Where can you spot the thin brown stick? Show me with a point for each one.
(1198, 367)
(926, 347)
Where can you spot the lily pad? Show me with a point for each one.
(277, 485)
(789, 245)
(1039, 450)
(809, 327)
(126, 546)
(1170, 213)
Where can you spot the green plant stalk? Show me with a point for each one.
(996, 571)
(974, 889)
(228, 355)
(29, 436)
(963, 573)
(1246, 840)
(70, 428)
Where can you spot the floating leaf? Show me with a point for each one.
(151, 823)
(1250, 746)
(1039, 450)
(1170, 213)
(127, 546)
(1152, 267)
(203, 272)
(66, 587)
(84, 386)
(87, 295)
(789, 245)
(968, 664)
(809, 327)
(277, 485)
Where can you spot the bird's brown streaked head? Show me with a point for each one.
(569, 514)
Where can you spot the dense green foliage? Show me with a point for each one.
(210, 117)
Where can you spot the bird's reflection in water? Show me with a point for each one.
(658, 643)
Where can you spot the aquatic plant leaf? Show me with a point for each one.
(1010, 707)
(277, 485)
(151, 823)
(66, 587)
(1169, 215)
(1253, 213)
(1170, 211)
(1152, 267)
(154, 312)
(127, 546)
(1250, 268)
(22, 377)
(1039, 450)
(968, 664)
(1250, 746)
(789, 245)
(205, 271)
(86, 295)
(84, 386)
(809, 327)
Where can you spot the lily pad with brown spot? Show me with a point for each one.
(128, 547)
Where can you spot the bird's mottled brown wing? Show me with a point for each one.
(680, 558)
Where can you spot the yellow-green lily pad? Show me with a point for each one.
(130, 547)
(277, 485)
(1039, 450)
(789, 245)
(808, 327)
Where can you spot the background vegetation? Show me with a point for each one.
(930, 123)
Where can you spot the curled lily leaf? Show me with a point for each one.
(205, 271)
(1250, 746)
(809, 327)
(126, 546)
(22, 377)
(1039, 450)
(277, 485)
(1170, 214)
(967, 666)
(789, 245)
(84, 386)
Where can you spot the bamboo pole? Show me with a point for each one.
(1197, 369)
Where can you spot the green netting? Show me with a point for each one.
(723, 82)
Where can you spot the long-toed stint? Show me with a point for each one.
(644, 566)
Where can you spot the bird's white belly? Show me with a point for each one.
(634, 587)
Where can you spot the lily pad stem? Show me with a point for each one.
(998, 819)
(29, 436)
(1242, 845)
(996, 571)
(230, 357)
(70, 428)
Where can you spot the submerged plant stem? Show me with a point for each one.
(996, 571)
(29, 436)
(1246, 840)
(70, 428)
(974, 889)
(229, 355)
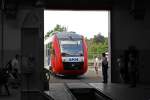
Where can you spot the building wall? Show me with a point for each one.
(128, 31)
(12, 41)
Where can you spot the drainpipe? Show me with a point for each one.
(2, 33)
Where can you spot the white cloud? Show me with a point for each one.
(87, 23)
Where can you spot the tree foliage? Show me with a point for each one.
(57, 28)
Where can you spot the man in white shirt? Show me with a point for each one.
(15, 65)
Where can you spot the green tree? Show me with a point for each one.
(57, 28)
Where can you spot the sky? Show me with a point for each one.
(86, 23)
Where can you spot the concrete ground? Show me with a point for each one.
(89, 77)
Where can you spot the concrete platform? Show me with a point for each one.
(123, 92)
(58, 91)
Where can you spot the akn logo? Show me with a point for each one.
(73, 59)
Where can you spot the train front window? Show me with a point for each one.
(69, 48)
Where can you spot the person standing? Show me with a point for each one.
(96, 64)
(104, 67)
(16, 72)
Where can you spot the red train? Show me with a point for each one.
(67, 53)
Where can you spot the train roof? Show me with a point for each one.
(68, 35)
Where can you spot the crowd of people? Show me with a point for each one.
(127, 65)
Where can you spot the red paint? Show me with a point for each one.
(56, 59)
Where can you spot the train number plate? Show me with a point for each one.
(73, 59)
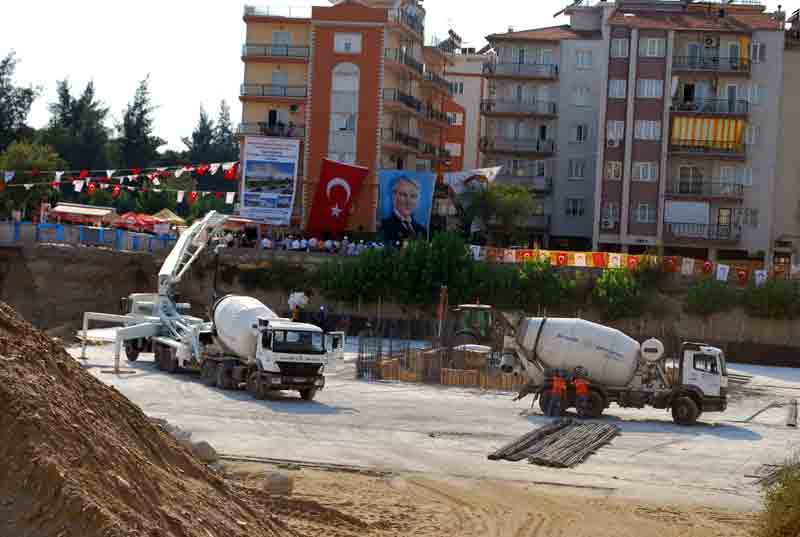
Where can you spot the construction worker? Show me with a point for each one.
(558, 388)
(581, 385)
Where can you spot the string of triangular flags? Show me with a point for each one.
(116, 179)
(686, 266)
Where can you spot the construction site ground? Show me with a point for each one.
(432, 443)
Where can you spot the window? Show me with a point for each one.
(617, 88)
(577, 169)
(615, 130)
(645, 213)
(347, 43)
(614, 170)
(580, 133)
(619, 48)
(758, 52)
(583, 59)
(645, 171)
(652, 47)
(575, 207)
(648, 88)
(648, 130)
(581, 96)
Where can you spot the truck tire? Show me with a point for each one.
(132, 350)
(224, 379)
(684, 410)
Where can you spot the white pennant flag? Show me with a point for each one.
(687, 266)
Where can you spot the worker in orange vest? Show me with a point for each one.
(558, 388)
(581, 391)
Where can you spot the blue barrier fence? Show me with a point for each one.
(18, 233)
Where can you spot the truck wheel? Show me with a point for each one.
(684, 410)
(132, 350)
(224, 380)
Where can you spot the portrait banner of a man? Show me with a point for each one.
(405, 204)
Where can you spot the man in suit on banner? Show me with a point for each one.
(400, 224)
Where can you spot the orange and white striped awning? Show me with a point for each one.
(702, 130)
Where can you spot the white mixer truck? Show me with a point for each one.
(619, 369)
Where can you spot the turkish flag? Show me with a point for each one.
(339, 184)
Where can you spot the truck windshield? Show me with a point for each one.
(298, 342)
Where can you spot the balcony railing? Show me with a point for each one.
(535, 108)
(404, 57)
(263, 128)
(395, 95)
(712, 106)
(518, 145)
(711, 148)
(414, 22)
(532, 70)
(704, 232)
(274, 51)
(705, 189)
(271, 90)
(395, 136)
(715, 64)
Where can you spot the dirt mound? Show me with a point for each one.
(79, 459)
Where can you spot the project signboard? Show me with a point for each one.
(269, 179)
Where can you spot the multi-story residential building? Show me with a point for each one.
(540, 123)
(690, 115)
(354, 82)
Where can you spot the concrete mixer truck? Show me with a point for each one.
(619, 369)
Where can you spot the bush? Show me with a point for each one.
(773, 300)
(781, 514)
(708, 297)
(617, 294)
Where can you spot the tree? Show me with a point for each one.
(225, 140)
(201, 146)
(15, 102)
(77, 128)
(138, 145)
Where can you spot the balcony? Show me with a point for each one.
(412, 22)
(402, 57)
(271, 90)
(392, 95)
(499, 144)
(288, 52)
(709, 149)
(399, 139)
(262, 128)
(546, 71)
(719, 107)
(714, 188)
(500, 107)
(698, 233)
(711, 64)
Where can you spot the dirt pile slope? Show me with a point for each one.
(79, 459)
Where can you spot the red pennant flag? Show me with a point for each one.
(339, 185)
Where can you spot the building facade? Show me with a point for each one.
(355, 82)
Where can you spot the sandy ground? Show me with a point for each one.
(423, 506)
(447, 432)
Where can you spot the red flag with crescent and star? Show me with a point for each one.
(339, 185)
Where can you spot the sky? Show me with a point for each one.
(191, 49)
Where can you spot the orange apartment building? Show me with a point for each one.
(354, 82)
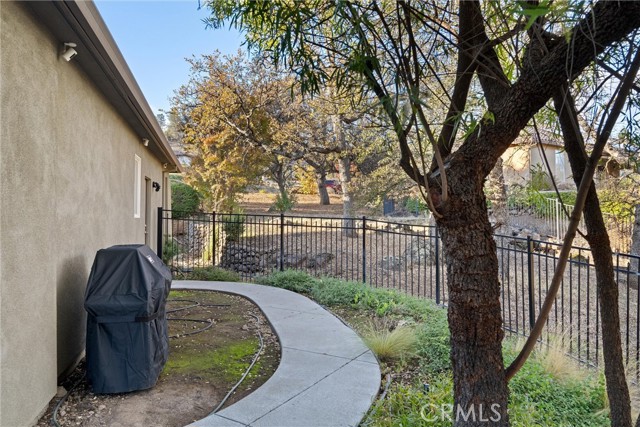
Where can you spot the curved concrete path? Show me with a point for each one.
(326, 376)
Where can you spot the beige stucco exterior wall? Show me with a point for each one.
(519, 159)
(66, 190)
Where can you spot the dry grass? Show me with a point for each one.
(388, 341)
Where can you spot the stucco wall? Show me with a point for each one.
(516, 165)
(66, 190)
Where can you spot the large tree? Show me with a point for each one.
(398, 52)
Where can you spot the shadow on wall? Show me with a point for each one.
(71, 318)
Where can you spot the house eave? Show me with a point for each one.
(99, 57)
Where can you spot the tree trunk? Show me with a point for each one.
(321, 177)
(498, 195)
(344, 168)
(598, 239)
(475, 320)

____

Would you transcribe each of the entries exactly, skipping the pictures?

Where can you spot the thin brown stick? Show me with a point for each one.
(1198, 367)
(926, 347)
Where can you spot the lily pad? Show me with a point for each one.
(277, 485)
(789, 245)
(1039, 450)
(809, 327)
(126, 546)
(1170, 213)
Where can you spot the green plant stalk? Show me with a point for each one.
(996, 571)
(974, 889)
(228, 355)
(29, 436)
(963, 573)
(1246, 840)
(70, 428)
Where can you spot the floating leaf? Show me with a point for each one.
(151, 823)
(1250, 746)
(1039, 450)
(1170, 213)
(127, 546)
(1152, 267)
(203, 272)
(66, 587)
(84, 386)
(87, 295)
(789, 245)
(968, 664)
(809, 327)
(277, 485)
Where can you spot the bird's brown streaked head? Show me with a point for each one.
(569, 514)
Where can you spot the dense green foliage? Show me with a point for each one.
(210, 117)
Where can you spot the bird's reflection in water? Show me with a point for each one.
(658, 643)
Where can you spot the aquatic plant leaf? Show me with a point for each one.
(1010, 707)
(277, 485)
(151, 823)
(66, 587)
(1169, 215)
(1253, 213)
(1170, 211)
(1152, 267)
(154, 312)
(127, 546)
(1250, 268)
(22, 377)
(1039, 450)
(968, 664)
(1250, 746)
(789, 245)
(205, 271)
(86, 295)
(84, 386)
(809, 327)
Where can you spot the lily pad with brown spot? Show me with a point for each one.
(128, 547)
Where can you spot the bird's mottled brown wing? Show me with a point for each one.
(680, 558)
Where can you spot the yellow-green lily pad? Show me with a point for each one.
(130, 547)
(277, 485)
(1039, 450)
(789, 245)
(808, 327)
Where can you spot the background vegetation? Show me with a point for each one.
(930, 123)
Where can you spot the curled lily leaf? Show me with a point for each one.
(205, 271)
(1250, 746)
(809, 327)
(126, 546)
(22, 377)
(1039, 450)
(277, 485)
(1170, 214)
(967, 666)
(789, 245)
(84, 386)
Where can you spot the bamboo pole? Show me with a point for each one.
(1197, 369)
Where can you spot the green netting? Show me with a point for each one.
(723, 82)
Where can you spot the long-toed stint? Show me with a point for each one.
(644, 566)
Where can you spot the bird's white belly? Show me with a point for each one.
(634, 587)
Where can you spot the lily pad stem? Show me with a point for each one.
(998, 819)
(29, 436)
(1242, 845)
(996, 571)
(230, 357)
(70, 428)
Where can you spot the submerged plant stem? Show me with a point for each one.
(996, 571)
(29, 436)
(1246, 840)
(70, 428)
(974, 889)
(229, 355)
Where can you spot the building wall? Show me with a point for each one.
(128, 31)
(12, 41)
Where can you spot the drainpipe? Show me with a point for each one.
(2, 33)
Where can you spot the white cloud? Show me with a point for each one.
(87, 23)
Where can you spot the tree foliage? Show me with a point for each one.
(57, 28)
Where can you spot the man in white shirt? Show me with a point for each one.
(15, 65)
Where can you spot the green tree? Show me with a point for each one.
(57, 28)
Where can you spot the sky? Show me with a point for each one.
(86, 23)
Where can you spot the concrete ground? Show me with a point for each one.
(89, 77)
Where can you spot the concrete platform? Show me with a point for each one.
(123, 92)
(58, 91)
Where can you spot the akn logo? Show me with a point for each one.
(73, 59)
Where can you spot the train front window? Show me with a point for each one.
(69, 48)
Where can you spot the person standing? Show me with a point for each one.
(96, 64)
(104, 67)
(16, 72)
Where can you spot the red train? Show me with a point for each one.
(67, 53)
Where can you spot the train roof? Show me with a point for each one.
(68, 35)
Where can you spot the crowd of people? Show me with a point for each one.
(127, 65)
Where can you spot the red paint? Show me with a point for each one.
(56, 59)
Where can you spot the train number plate? Show me with a point for each one.
(73, 59)
Where can you spot the construction worker? Show me with a point for each one.
(558, 388)
(581, 385)
Where can you spot the string of triangular flags? Show me with a point for each one.
(116, 179)
(686, 266)
Where can you spot the construction site ground? Show me with a point for each one.
(432, 443)
Where can you spot the window? Show me with a point for each one.
(617, 88)
(577, 169)
(615, 130)
(645, 213)
(347, 43)
(614, 170)
(580, 133)
(619, 48)
(758, 52)
(583, 59)
(645, 171)
(652, 47)
(575, 207)
(648, 88)
(648, 130)
(581, 96)
Where can you spot the truck tire? Show me with a point for each one.
(132, 350)
(224, 379)
(684, 410)
Where can you spot the white pennant flag? Show me with a point for each one.
(687, 266)
Where can you spot the worker in orange vest? Show me with a point for each one.
(558, 388)
(581, 391)
Where can you spot the blue barrier fence? Show me with a point for each one.
(18, 233)
Where can you spot the truck wheel? Show me with a point for each one.
(684, 410)
(132, 350)
(224, 380)
Where can you spot the portrait banner of a man? Show me with a point for each one.
(405, 204)
Where can you spot the man in suit on banner? Show me with a point for each one.
(400, 224)
Where can you spot the orange and white striped awning? Show me with a point for each one.
(702, 130)
Where can you spot the white mixer truck? Show me with a point for each one.
(619, 369)
Where can you spot the turkish flag? Show me with a point for each one.
(339, 184)
Where can you spot the truck windshield? Show me with a point for each one.
(298, 342)
Where can you spot the balcony railing? Show me with a point for each one.
(535, 108)
(404, 57)
(263, 128)
(395, 95)
(712, 106)
(518, 145)
(711, 148)
(414, 22)
(532, 70)
(704, 232)
(274, 51)
(705, 189)
(271, 90)
(395, 136)
(715, 64)
Where can you spot the dirt mound? Show me with a point for each one.
(79, 459)
Where can you spot the project signboard? Show me with a point for each one.
(269, 179)
Where can you spot the multi-story residential building? Show me with a point for each one.
(540, 123)
(690, 115)
(354, 82)
Where can you spot the concrete mixer truck? Show me with a point for each one.
(619, 369)
Where can you spot the bush? Show me with a point for each one.
(773, 300)
(781, 514)
(708, 297)
(617, 294)
Where can you spot the tree? Show me with a point for each one.
(225, 140)
(201, 146)
(15, 102)
(77, 128)
(138, 145)
Where can you spot the balcony? Show me with a point for each one.
(412, 22)
(402, 57)
(271, 90)
(392, 95)
(499, 144)
(288, 52)
(709, 149)
(399, 139)
(262, 128)
(546, 71)
(719, 107)
(714, 188)
(500, 107)
(698, 233)
(711, 64)
Where can you spot the dirt pile slope? Show me with a point for each one.
(79, 459)
Where can you spot the red pennant flag? Show me with a point for each one.
(339, 185)
Where can you spot the building facade? Show me with a point for each one.
(355, 82)
Where can you spot the sandy ground? Show me with a point for each one.
(423, 506)
(447, 432)
Where can you spot the red flag with crescent and star? Show me with a point for each one.
(339, 185)
Where can you spot the sky? Show me with a point for each one.
(191, 49)
Where can you spot the orange apartment building? Show me with a point for each one.
(354, 82)
Where can you spot the curved concrete path? Show me with a point for each one.
(326, 376)
Where can you spot the beige stucco exterior wall? Show me with a point for each one.
(519, 159)
(66, 190)
Where can you spot the dry grass? Show me with a point for each one.
(388, 341)
Where can you spot the stucco wall? Show me with a point for each one.
(516, 165)
(66, 190)
Where can you spot the large tree? Show me with a point for each one.
(398, 52)
Where can you spot the shadow on wall? Show me with a point for each one.
(71, 318)
Where can you spot the house eave? Show me with a point for each one.
(99, 57)
Where can you spot the tree trunk? Show me with a point for each one.
(321, 177)
(498, 195)
(344, 168)
(598, 239)
(475, 320)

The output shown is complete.